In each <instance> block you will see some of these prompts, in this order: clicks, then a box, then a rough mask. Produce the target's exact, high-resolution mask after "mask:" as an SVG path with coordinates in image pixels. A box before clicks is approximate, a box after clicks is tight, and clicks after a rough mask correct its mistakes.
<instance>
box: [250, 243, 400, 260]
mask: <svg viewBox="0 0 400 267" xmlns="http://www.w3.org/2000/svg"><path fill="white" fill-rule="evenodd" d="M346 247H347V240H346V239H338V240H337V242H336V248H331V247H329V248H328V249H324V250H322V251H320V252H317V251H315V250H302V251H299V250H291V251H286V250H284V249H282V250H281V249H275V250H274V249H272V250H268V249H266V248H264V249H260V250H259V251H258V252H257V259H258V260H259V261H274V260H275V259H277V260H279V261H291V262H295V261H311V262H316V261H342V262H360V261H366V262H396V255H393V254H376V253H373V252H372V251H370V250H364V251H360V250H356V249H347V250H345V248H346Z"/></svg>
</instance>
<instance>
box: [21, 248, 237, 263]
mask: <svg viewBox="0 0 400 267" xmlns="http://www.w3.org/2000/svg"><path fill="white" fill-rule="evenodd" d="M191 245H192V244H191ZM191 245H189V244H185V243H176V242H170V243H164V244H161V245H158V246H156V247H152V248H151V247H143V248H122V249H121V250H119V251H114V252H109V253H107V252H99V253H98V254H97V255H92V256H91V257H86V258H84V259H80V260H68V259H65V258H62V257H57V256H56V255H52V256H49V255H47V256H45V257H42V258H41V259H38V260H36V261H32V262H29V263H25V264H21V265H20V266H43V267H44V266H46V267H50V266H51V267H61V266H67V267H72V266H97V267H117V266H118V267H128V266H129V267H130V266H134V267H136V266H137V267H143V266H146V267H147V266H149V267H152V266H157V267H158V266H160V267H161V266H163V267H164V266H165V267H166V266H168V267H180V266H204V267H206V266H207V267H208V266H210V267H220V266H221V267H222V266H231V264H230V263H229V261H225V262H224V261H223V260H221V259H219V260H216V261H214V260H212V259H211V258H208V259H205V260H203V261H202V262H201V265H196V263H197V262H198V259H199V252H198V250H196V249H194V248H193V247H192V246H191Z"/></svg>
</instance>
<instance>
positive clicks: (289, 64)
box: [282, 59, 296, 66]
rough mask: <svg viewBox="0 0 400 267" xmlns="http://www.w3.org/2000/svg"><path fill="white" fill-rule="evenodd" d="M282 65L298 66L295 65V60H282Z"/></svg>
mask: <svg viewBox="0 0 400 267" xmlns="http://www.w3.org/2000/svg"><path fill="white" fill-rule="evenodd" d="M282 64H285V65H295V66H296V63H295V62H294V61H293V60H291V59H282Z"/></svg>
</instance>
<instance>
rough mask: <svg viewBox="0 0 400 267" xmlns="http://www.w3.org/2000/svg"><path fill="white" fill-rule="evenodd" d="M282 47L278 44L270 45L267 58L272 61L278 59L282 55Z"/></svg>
####################
Output only the lines from the top of the entries through the one holding "box: [282, 59, 296, 66]", copied exactly.

> [REPLY]:
In each <instance> block you will see some of these prompts, in this order: clicks, then a box, then a rough mask. Produce the target's exact, high-resolution mask after "mask:" as an SVG path with coordinates in image pixels. A box before clicks is approximate, a box after clicks is tight, and clicks after a rough mask correct its mistakes.
<instance>
box: [250, 243, 400, 260]
mask: <svg viewBox="0 0 400 267" xmlns="http://www.w3.org/2000/svg"><path fill="white" fill-rule="evenodd" d="M346 247H347V240H346V239H338V240H337V242H336V248H331V247H329V248H328V249H324V250H322V251H320V252H317V251H315V250H302V251H299V250H291V251H286V250H284V249H282V250H281V249H275V250H274V249H272V250H268V249H266V248H264V249H260V250H259V251H258V252H257V259H258V260H259V261H274V260H275V259H277V260H279V261H291V262H295V261H311V262H316V261H342V262H360V261H366V262H396V255H393V254H376V253H373V252H372V251H370V250H364V251H360V250H356V249H347V250H345V248H346Z"/></svg>
</instance>
<instance>
box: [21, 248, 237, 263]
mask: <svg viewBox="0 0 400 267" xmlns="http://www.w3.org/2000/svg"><path fill="white" fill-rule="evenodd" d="M191 245H192V244H191ZM191 245H189V244H185V243H176V242H170V243H164V244H161V245H158V246H156V247H152V248H151V247H143V248H122V249H121V250H119V251H114V252H109V253H107V252H99V253H98V254H97V255H92V256H91V257H86V258H84V259H80V260H68V259H65V258H62V257H57V256H56V255H52V256H49V255H47V256H45V257H42V258H41V259H38V260H36V261H32V262H29V263H25V264H21V265H20V266H43V267H44V266H46V267H50V266H51V267H61V266H67V267H72V266H97V267H117V266H118V267H128V266H129V267H130V266H134V267H136V266H137V267H143V266H146V267H147V266H149V267H152V266H157V267H158V266H160V267H161V266H163V267H164V266H165V267H166V266H168V267H180V266H204V267H206V266H207V267H208V266H210V267H220V266H221V267H222V266H231V264H230V263H229V261H225V262H224V261H223V260H221V259H219V260H216V261H214V260H212V259H211V258H208V259H205V260H203V261H202V262H201V265H196V263H197V262H198V259H199V252H198V250H196V249H194V248H193V247H192V246H191Z"/></svg>
</instance>
<instance>
positive clicks: (289, 64)
box: [282, 59, 296, 66]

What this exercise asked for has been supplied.